───── Excerpt to read

I want to share one or two other more practical things that worked for me when I was in a similar space to yours. I apologise in advance if this is too much information. But what the heck ... you can't see me blush.

When you are really not in the mood for sex (too sore, too angry etc.) then don't try and force yourself. But offer an alternative that involves you and the gift of your body (physical affection) If your husband is masturbating, then offer to hold him while he does so. Stroke his body, take pleasure in watching his pleasure. Because he's caught up in sensation, you can touch him in a way you wouldn't usually (because this would normally mean that then you'd have to have sex with him!) This is a good time to remind yourself that you like his body, the feel of his skin under your fingers and the fact that he belongs to you. If you're into being dominated by an alpha male, then persuade him to sit astride you when he does this. Let him finish on you. Yes, this can be messy; but for me, it was worth it. I shared in and heightened his pleasure by participating. Not as good as full sex for either of us, but it was enough to tide us both over...

──────────
───── Dataset rows

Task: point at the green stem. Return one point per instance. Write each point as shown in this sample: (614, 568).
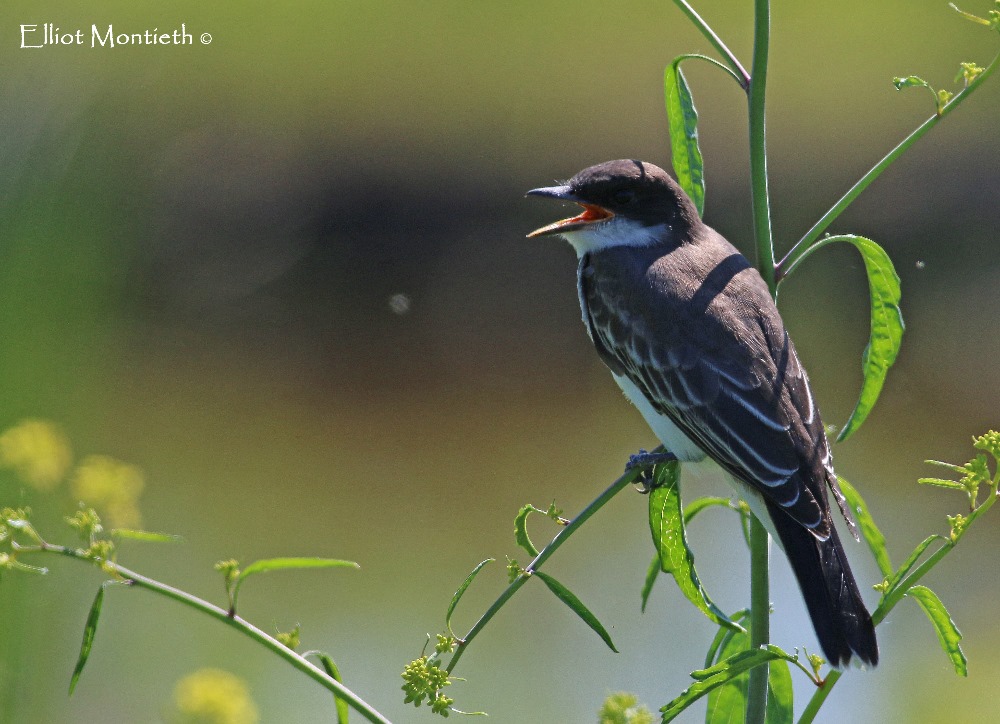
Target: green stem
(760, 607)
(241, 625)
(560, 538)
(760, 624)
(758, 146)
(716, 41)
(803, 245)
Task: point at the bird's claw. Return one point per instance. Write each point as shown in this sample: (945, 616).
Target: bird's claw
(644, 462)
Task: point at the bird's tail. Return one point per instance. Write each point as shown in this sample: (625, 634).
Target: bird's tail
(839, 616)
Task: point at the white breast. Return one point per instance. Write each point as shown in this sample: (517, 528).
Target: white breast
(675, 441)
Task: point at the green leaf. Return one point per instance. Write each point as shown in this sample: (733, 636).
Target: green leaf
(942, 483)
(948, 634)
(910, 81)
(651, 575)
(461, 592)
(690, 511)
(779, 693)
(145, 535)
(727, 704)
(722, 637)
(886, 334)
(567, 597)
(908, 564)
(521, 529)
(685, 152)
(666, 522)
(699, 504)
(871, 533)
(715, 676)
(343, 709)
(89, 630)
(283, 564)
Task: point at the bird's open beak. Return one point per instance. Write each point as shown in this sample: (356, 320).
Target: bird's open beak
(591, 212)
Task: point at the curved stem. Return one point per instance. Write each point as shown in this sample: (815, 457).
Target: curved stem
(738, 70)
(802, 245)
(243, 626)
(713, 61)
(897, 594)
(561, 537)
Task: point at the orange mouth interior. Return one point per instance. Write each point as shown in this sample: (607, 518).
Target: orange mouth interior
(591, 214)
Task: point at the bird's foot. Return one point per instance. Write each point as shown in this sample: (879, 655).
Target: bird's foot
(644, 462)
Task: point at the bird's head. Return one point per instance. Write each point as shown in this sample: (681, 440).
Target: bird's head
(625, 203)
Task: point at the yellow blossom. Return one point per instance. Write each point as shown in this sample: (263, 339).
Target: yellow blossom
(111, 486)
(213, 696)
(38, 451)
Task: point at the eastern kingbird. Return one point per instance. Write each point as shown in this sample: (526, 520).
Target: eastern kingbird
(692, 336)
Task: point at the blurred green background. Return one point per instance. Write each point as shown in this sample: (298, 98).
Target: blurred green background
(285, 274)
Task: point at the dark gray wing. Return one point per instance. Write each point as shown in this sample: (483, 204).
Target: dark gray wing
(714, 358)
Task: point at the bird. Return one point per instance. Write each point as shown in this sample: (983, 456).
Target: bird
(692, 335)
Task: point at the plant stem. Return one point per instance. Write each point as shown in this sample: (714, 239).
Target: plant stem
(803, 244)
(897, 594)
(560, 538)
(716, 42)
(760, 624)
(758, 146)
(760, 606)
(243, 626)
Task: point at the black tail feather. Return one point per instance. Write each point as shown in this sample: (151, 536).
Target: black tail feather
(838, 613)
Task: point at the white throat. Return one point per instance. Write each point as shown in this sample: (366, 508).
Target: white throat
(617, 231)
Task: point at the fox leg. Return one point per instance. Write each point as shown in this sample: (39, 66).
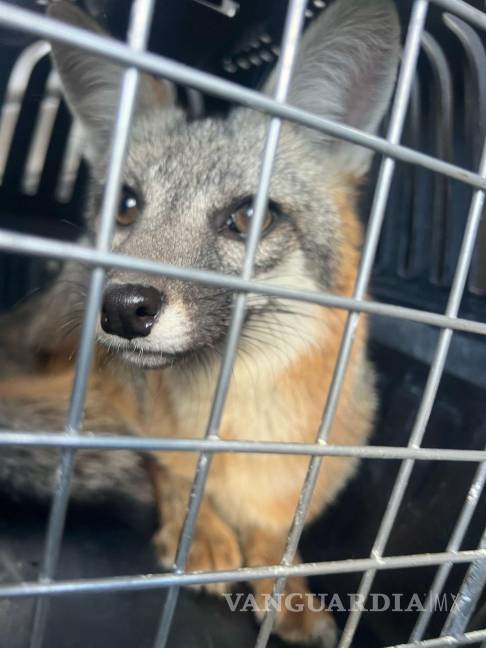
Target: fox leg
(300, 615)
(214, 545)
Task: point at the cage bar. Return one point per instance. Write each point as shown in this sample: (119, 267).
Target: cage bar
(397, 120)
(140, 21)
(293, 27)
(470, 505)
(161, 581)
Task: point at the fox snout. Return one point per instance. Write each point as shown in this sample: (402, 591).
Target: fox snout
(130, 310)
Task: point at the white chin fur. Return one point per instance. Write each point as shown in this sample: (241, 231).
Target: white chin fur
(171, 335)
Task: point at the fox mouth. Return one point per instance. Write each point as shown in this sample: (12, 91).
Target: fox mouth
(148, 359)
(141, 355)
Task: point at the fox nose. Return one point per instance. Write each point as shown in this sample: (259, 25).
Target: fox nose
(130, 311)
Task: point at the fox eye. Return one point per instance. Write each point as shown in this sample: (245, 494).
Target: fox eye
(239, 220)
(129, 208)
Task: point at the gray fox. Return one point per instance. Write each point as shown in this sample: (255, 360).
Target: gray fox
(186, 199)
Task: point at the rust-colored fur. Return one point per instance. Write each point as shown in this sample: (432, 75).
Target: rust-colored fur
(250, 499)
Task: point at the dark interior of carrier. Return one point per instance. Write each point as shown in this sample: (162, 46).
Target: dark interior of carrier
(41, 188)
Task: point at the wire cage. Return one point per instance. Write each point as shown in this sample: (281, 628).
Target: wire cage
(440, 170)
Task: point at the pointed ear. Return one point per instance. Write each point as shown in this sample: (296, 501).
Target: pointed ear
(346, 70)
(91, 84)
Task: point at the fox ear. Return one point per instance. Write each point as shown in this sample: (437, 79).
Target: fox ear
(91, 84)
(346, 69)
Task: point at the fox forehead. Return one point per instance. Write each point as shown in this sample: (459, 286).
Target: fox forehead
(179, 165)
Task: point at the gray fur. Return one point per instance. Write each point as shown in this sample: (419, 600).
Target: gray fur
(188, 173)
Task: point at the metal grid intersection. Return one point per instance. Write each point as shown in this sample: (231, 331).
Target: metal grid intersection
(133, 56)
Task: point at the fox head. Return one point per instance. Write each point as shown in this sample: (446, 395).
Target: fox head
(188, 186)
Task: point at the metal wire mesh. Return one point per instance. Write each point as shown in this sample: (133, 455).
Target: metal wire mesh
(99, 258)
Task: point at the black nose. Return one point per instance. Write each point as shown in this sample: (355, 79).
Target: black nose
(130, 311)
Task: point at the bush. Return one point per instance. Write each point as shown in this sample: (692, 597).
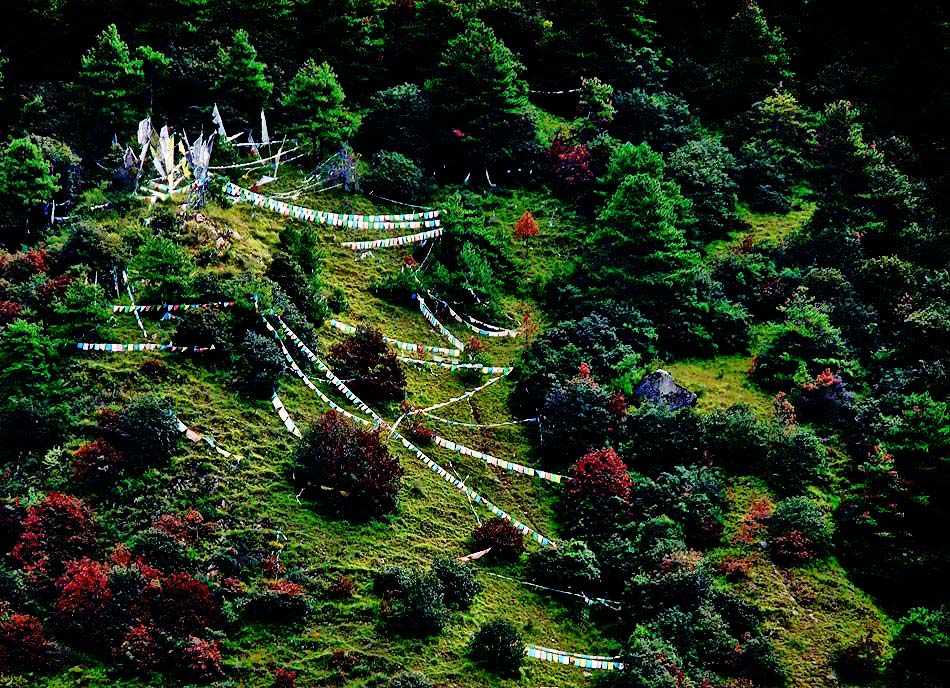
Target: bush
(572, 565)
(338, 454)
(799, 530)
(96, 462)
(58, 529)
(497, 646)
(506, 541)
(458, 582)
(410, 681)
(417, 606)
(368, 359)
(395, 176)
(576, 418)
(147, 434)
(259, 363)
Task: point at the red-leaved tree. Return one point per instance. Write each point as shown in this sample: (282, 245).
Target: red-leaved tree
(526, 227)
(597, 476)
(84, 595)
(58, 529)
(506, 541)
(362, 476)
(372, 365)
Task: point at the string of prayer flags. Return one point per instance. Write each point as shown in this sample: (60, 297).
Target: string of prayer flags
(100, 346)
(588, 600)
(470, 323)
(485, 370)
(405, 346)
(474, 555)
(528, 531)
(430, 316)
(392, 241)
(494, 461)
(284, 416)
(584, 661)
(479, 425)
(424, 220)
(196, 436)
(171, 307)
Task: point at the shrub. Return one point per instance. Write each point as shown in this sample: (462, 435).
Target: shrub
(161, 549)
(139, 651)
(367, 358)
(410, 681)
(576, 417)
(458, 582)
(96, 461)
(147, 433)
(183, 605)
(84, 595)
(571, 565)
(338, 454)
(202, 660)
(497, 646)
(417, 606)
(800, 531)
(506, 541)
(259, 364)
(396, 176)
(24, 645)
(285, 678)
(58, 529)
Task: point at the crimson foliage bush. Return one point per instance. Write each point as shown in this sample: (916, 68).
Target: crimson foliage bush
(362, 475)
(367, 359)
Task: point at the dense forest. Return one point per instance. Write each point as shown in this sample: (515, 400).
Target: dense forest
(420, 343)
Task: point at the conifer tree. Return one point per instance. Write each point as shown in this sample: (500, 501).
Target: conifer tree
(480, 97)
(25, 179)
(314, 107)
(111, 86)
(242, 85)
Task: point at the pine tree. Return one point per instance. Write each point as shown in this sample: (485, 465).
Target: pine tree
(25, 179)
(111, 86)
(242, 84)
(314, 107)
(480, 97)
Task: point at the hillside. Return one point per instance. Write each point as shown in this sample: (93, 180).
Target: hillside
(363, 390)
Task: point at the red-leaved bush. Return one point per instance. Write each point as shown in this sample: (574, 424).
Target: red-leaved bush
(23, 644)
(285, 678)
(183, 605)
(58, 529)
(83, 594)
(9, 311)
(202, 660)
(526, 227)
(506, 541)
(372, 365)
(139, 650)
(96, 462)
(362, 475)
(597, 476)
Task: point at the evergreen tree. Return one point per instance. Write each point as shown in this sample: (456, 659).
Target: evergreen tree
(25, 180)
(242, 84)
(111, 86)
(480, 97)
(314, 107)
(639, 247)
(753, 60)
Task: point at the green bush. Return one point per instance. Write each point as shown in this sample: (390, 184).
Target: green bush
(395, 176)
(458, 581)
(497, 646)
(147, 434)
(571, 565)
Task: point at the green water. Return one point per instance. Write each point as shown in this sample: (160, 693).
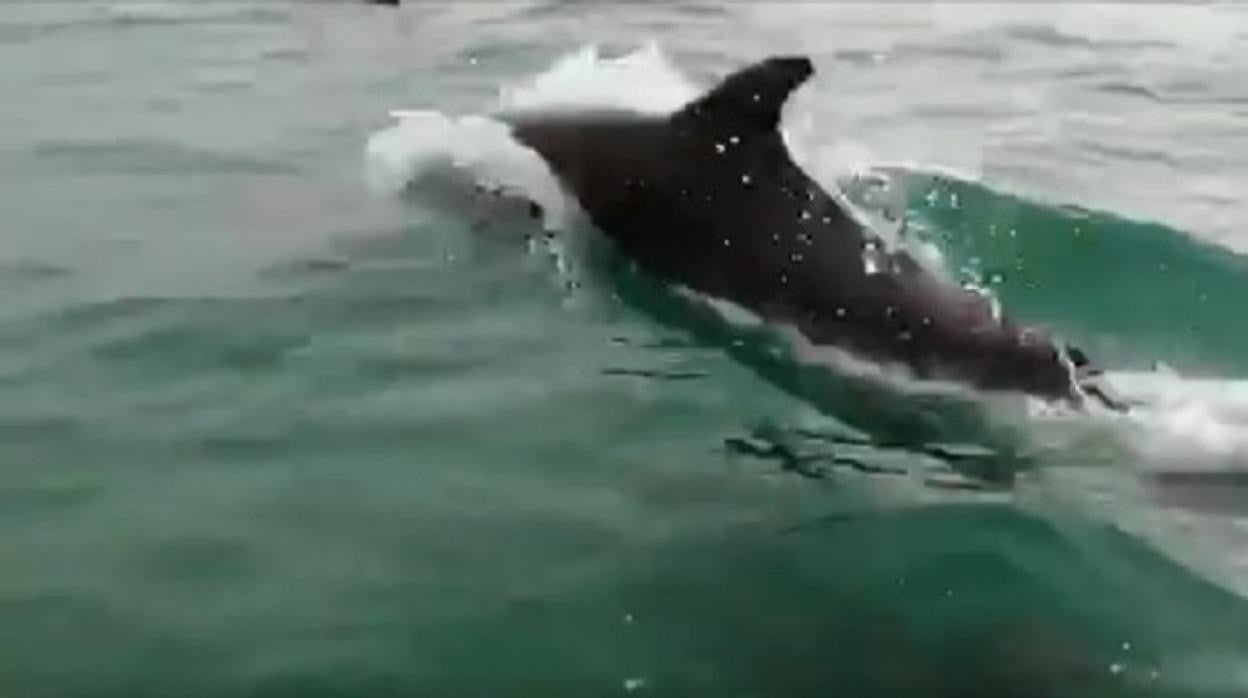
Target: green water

──────────

**Request**
Continue the forum post on marital intimacy, beginning immediately after its final sentence.

**Answer to the problem**
You spoke about wanting 'romance'. Imagine that when your husband is getting into bed and 'sexually assaulting' you , what he is actually trying to do is reach out and touch you. Not just with his body, but with all of him. Because he is a man, he will try and use his penis to do this. :wink2: When you feel that he's going to reach out to you, do it first. Because you made the first move, you get to set the tone. Put your arms around him and ask him to hold you. Tell him how much you miss being held by him. Tell him you love him, but that you're too tired for sex. What you really want though, is to fall asleep with him holding you. 

I agree that sex is not a husband's 'right'. But it is a gift that you give to each other. A gift that is supposed to feel good when you give it and when you receive it. Sometimes choosing to give that gift is hard. But you have to let go of your resentment and try. And finally (maybe I should have put this in first). I found this not so long ago and wished that I could have read it seven years ago. Maybe I found it for you... How to Overcome Sexual Aversion.


----------



## MJJEAN (Jun 26, 2015)

Don't kid yourself. If the sex is this much of a problem, your marriage is not good. It's in trouble.

For a man, sex = love. Full stop. I am sure he appreciates your affectionate gestures, efforts at weekend outings, and cooking his native cuisine, but all that combined won't mean nearly as much to him as regular enthusiastic sex.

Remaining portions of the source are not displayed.